Instrucciones de trabajo —
• A. Responde estas preguntas a partir del texto sobre el libro del ILAS, marcando cada respuesta igual que su pregunta:
(i) ¿Durante cuántos años desarrolló el ILAS las reflexiones y experiencias que recoge el libro?
(ii) ¿Qué profesionales conforman el instituto?
(iii) Según la idea central del texto, ¿a quiénes afectó el trauma político producido por la dictadura chilena?
• B. ¿Concuerdan estas afirmaciones con el texto sobre el libro del ILAS? Responde sí o no a cada una y cita las palabras del texto que lo deciden:
(i) El libro fue publicado por LOM en 2024.
(ii) El ILAS está formado únicamente por psiquiatras.
(iii) Los efectos del trauma se limitaron a la generación que rodeaba a las víctimas.
• C. Prosigue el texto sobre el libro del ILAS a partir de su última oración.

Texto fuente —

- - -

María Isabel Castillo Vergara, Gloria Cruz Domínguez, Carla Fisher Canezza y Elena Gómez Castro (LOM, 2024).
Este libro recoge parte de las reflexiones y experiencias terapéuticas desarrolladas por el Instituto Latinoamericano de Salud Mental y Derechos Humanos (ILAS) a lo largo de 35 años, conformado por psicoanalistas, psiquiatras y trabajadores/as sociales.
Un trabajo encomiable que no solo ayudó terapéuticamente a muchas personas que habían pasado por experiencias traumáticas en dictadura sino que también produjo conocimiento teórico que, en parte, se recoge en este libro.
Una idea central de este texto es que el trauma político que la dictadura chilena produjo no solo afectó a las víctimas directas, sino a varias generaciones.
Afectó a la generación que estaba alrededor de las víctimas: abuelos y abuelas, padres y madres, tíos, hermanos y hermanas; pero sus efectos se extendieron a las siguientes generaciones: a los hijos y a las hijas, a los nietos y a las nietas, de las víctimas.

- - -

Datos de señalamiento por expresiones referenciales:

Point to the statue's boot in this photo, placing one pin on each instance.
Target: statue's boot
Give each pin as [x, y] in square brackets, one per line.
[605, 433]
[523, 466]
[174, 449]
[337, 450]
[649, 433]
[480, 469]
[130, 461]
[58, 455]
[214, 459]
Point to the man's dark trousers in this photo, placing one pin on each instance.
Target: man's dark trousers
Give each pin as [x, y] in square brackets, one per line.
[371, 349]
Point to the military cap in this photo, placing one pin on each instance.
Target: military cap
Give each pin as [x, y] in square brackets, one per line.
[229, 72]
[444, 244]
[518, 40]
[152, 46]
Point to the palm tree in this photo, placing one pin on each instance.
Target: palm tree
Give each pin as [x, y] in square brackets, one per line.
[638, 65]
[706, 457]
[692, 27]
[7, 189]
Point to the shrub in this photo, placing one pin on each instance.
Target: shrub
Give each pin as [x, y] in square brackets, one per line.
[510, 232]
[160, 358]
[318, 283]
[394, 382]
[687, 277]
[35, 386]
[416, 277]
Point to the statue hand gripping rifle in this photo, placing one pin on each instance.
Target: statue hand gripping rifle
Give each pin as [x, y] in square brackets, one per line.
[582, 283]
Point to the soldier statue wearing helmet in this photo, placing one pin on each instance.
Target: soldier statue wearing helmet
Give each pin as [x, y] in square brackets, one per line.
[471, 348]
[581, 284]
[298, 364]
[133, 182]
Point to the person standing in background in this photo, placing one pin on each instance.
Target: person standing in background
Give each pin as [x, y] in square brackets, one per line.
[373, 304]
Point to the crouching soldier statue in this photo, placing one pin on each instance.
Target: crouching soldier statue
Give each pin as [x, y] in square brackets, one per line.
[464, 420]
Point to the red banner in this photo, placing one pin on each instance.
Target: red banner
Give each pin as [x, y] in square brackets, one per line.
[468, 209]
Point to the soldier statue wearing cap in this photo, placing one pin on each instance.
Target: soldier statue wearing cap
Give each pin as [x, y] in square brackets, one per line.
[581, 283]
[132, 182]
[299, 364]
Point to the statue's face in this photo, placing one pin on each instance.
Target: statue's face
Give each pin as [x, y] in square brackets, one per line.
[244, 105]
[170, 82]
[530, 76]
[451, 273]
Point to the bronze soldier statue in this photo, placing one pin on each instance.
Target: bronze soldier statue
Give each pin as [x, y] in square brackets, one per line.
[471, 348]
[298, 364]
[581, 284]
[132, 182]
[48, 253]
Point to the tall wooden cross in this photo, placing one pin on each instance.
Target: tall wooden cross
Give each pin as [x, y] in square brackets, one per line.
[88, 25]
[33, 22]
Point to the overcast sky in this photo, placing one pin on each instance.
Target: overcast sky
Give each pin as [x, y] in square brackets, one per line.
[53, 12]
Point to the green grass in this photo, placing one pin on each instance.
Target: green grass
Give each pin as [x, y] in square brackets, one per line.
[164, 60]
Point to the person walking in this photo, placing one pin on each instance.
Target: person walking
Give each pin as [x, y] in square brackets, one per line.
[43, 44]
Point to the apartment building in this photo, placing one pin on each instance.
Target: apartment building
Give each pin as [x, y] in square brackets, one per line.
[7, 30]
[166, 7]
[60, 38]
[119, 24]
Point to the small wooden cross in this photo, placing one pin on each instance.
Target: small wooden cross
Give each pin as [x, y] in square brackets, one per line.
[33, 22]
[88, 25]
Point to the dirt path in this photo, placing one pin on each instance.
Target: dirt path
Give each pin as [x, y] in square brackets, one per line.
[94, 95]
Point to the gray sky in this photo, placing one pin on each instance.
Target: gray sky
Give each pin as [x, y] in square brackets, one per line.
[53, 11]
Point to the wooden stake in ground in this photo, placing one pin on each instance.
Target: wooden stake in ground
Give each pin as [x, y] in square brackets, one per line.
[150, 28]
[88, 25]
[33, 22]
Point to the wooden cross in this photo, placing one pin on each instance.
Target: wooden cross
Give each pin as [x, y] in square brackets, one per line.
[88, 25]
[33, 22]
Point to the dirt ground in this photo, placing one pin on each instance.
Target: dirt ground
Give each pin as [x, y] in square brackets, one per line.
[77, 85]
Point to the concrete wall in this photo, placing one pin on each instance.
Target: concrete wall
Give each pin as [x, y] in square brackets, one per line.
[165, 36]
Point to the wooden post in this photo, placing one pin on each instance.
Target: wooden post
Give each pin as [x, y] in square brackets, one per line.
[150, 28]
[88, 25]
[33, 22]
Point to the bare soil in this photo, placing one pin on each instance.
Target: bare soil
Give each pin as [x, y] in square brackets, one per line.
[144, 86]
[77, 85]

- - -

Respuestas por tarea —
• A.
(i) A lo largo de 35 años.
(ii) Psicoanalistas, psiquiatras y trabajadores/as sociales.
(iii) No solo a las víctimas directas, sino a varias generaciones.

• B.
(i) Sí: "(LOM, 2024)".
(ii) No: "conformado por psicoanalistas, psiquiatras y trabajadores/as sociales".
(iii) No: "pero sus efectos se extendieron a las siguientes generaciones".

• C.
Cada generación tuvo que enfrentar a su manera una historia familiar traumática: las víctimas directas (cuando sobrevivieron) lidiando con una experiencia muy difícil de asumir, de ser representada y simbolizada, y las generaciones siguientes enfrentando una historia fantasmal hecha de silencios, culpas, duelos incompletos, muchas veces imposibles de procesar.
Si la experiencia terapéutica suele ser una experiencia esencialmente individual donde la realidad externa importa poco (porque lo relevante es la manera como ello se vive en la relación con el analista y la forma como se fantasea en el mundo interno), en el caso de las víctimas de violencia política la realidad social se constituye en parte del proceso de sanación.
En efecto, en este caso importa que la sociedad y el Estado hagan acciones en términos de reconocimiento y reparación para que pueda tener lugar la cura individual. Los caminos entre la subjetividad, por un lado, y la historia y el proceso social, por otro, se cruzan de manera decisiva para la terapia.
A su vez, de la manera como la generación directamente afectada por los hechos traumáticos procese lo ocurrido (y la sociedad misma), va a depender la forma como lo vivan las generaciones siguientes. Lo que se ha observado es que las víctimas y los integrantes de su entorno más cercano se sumen en un silencio y comparten poco su experiencia con sus hijos, hijas, nietos y nietas. A su vez, ellos/as tratan de reconstruir la historia, pero se mueven en un mundo sin palabras, de historias no contadas, que obligan a poblar esos puntos ciegos con fantasías que van reconstruyendo el daño y lo traumático en ellos mismos.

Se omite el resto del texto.